_THE EXERCISE_
Transcribe each of the records below exactly, excluding all pictures.

· · ·

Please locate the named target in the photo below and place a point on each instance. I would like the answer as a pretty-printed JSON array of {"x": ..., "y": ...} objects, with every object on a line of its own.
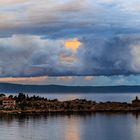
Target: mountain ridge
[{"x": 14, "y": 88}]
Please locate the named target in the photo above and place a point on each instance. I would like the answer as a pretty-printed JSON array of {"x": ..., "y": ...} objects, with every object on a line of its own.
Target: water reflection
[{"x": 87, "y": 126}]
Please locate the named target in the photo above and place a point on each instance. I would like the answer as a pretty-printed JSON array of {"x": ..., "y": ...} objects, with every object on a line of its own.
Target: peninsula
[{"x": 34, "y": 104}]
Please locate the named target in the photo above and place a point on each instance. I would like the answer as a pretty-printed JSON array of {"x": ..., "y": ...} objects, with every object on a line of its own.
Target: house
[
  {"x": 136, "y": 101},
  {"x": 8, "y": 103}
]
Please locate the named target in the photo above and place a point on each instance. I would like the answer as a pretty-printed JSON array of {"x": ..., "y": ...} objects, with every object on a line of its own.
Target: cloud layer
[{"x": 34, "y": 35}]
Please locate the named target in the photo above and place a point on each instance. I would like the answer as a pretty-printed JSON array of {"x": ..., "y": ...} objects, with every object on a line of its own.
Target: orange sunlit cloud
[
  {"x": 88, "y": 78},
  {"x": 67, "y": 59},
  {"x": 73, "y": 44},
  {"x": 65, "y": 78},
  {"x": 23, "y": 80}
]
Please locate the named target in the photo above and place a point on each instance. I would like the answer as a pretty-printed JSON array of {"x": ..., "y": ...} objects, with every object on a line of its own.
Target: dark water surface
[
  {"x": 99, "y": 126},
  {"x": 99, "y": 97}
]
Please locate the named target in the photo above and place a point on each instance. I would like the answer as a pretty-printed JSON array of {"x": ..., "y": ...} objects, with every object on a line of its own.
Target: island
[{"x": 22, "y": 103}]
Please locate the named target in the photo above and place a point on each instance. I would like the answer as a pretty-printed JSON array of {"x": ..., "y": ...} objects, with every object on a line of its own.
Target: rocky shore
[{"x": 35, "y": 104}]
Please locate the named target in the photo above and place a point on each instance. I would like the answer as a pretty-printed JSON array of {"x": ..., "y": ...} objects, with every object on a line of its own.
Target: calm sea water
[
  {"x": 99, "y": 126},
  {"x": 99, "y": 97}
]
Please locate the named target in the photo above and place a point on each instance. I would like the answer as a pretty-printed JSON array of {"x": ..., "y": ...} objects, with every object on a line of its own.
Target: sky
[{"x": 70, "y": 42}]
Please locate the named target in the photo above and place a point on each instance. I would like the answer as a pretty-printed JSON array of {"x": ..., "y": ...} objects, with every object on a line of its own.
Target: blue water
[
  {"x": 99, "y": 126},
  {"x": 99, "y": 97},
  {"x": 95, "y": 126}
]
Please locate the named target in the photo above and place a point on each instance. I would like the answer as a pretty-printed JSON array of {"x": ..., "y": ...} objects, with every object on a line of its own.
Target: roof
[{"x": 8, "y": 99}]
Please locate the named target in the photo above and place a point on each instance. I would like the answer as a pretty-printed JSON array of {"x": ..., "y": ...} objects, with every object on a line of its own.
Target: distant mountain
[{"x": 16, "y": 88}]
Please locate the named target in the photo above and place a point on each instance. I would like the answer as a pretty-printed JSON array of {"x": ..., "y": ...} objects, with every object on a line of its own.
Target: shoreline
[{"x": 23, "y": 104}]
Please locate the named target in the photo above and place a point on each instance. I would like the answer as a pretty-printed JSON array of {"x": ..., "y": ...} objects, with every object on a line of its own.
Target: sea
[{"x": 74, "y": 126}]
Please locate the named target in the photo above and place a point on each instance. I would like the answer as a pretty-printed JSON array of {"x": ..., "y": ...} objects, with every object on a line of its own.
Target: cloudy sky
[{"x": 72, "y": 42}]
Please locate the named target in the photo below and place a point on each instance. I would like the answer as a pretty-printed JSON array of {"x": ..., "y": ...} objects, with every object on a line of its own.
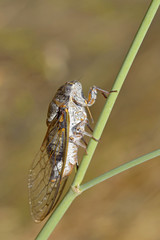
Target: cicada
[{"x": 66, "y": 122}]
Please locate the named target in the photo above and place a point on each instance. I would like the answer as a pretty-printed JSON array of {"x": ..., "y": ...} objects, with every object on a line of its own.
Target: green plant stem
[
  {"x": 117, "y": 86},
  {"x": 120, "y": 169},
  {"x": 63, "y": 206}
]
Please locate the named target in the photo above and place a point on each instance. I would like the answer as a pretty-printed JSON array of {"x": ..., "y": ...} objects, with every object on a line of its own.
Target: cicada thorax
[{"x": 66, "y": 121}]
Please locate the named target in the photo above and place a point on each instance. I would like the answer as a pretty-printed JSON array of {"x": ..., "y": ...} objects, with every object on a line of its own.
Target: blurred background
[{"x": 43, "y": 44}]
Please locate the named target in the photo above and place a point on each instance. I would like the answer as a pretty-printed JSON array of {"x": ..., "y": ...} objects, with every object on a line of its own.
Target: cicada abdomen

· · ·

_COMPLETED EXERCISE_
Please locate the named target in the photo below and place a point on each instance. I would like the answer as a pretty-printed JSON array of {"x": ..., "y": ...} objects, with every object on a line of its own.
Target: mountain ridge
[{"x": 14, "y": 88}]
Please locate the named target in the photo above and place a point on each instance. I would like the answer as a pretty-printed JSON array of {"x": ..., "y": ...} objects, with every object on a line of its own.
Target: water reflection
[{"x": 87, "y": 126}]
Please locate the named target in the photo above and place a point on each instance. I would like the answer as a pretty-printed JSON array of {"x": ..., "y": ...} objects, with every object on a line of its own.
Target: peninsula
[{"x": 34, "y": 104}]
Please locate the named target in the photo above and place a point on each instance. I would like the answer as a pretty-printed JSON array of {"x": ..., "y": ...} objects, with every object on a line of its own.
Target: house
[
  {"x": 136, "y": 101},
  {"x": 8, "y": 103}
]
Please locate the named target in the photo above and place a point on each instance. I would like the answer as a pretty-printed JSON array of {"x": ..., "y": ...} objects, with every object on a line of its own.
Target: cloud layer
[{"x": 34, "y": 35}]
Please locate the named target in the photo above and place a point on each instance. I would like the answer as a pretty-printed JSON array of {"x": ..., "y": ...} objects, with every object on a line of its own.
Target: orange sunlit cloud
[
  {"x": 88, "y": 78},
  {"x": 67, "y": 59},
  {"x": 73, "y": 44},
  {"x": 65, "y": 78},
  {"x": 23, "y": 80}
]
Please locate the named target in the photo above and place a point on each instance. I would like the answer as a pretty-printed JSON array of {"x": ..., "y": ...} objects, with every object on a line of its own.
Target: dark water surface
[
  {"x": 99, "y": 126},
  {"x": 99, "y": 97}
]
Please locate the named target in the photo above and place a point on each instance. I would like the answer as a pretty-printed JSON array of {"x": ..., "y": ...} objects, with every object on a line of its own.
Target: island
[{"x": 22, "y": 103}]
Please locate the named target in the photo above and place a point on each instance. I would like the answer as a pretty-printed JSON array of {"x": ..., "y": ...} objects, with every object on a line of its own.
Target: rocky shore
[{"x": 35, "y": 104}]
Please locate the named target in the photo above and place a point on each instance. I would like the answer as a pretty-printed JSON array of {"x": ..., "y": ...} objects, with every object on a line of its own.
Target: calm sea water
[
  {"x": 99, "y": 126},
  {"x": 99, "y": 97}
]
Please locate the named target in the photo above and place a point on each instance. I would like the answer as a pretty-printed JSON array of {"x": ..., "y": ...} objects, with every object on a line of its own.
Target: sky
[{"x": 70, "y": 42}]
Please locate the named target in the photo above and place a point on each instance. I would like the answer as a pretty-printed JSON array of {"x": ..., "y": ...} objects, with every object on a line of its own.
Target: blue water
[
  {"x": 99, "y": 126},
  {"x": 99, "y": 97},
  {"x": 95, "y": 126}
]
Please locate the named target in the photo above and place a point on each instance. I would like the answer as a pretty-printed JSON array of {"x": ..., "y": ...} objects, with every object on a line of its own.
Target: roof
[{"x": 8, "y": 99}]
Please locate the named target in the photo above and place a point on each instance. I would like the answer as a pretty-printed JSON array of {"x": ..., "y": ...} objects, with every object on a line of its own.
Target: distant mountain
[{"x": 16, "y": 88}]
Please locate the named target in the photo above and place a point on each instance. I would like the answer as a pretty-printed JSON array of {"x": ..., "y": ...} objects, with every object on a line of its own.
Target: shoreline
[{"x": 23, "y": 104}]
Please locate the named target in the photo above and place a point on each instance. I would like the answer as a pretty-printed JSON array of {"x": ..., "y": ...} objects, with every object on a line of its own.
Target: sea
[{"x": 74, "y": 126}]
Please locate the named target in the photo above and place a point on each instance. I would like the answer as a pretty-printed JSON array of {"x": ..., "y": ...} objects, with every object on a line of its own.
Target: cloudy sky
[{"x": 72, "y": 42}]
Please locate the named target in the photo below and place a point on each instance. I would like the answer as a pretty-printed JSON array of {"x": ..., "y": ...} objects, with every object on a line of its own.
Target: cicada
[{"x": 66, "y": 122}]
Please locate the named target in the photo above and place a point on each instance. I would like the answer as a pretty-printed JSON array of {"x": ..., "y": ...} objects, with every object on a line of its own.
Target: green plant stem
[
  {"x": 117, "y": 86},
  {"x": 120, "y": 169},
  {"x": 63, "y": 206}
]
Please locate the named target in the photo above and place a point on each instance. I would like the answer as a pretty-printed JSON array of {"x": ..., "y": ...} objects, with every object on a line of its own.
Target: cicada thorax
[{"x": 66, "y": 121}]
Please locate the named target in the photo above and place a point on each instance. I would like the answer as a pretty-printed JSON array of {"x": ..., "y": ...} objects, with every object on a line of its own.
Target: blurred background
[{"x": 43, "y": 44}]
Please locate the named target in the photo above and place a point on each instance. I would like the answer as a pretty-printed JSON array of {"x": ..., "y": ...} objects, with every object on a line of its own.
Target: cicada abdomen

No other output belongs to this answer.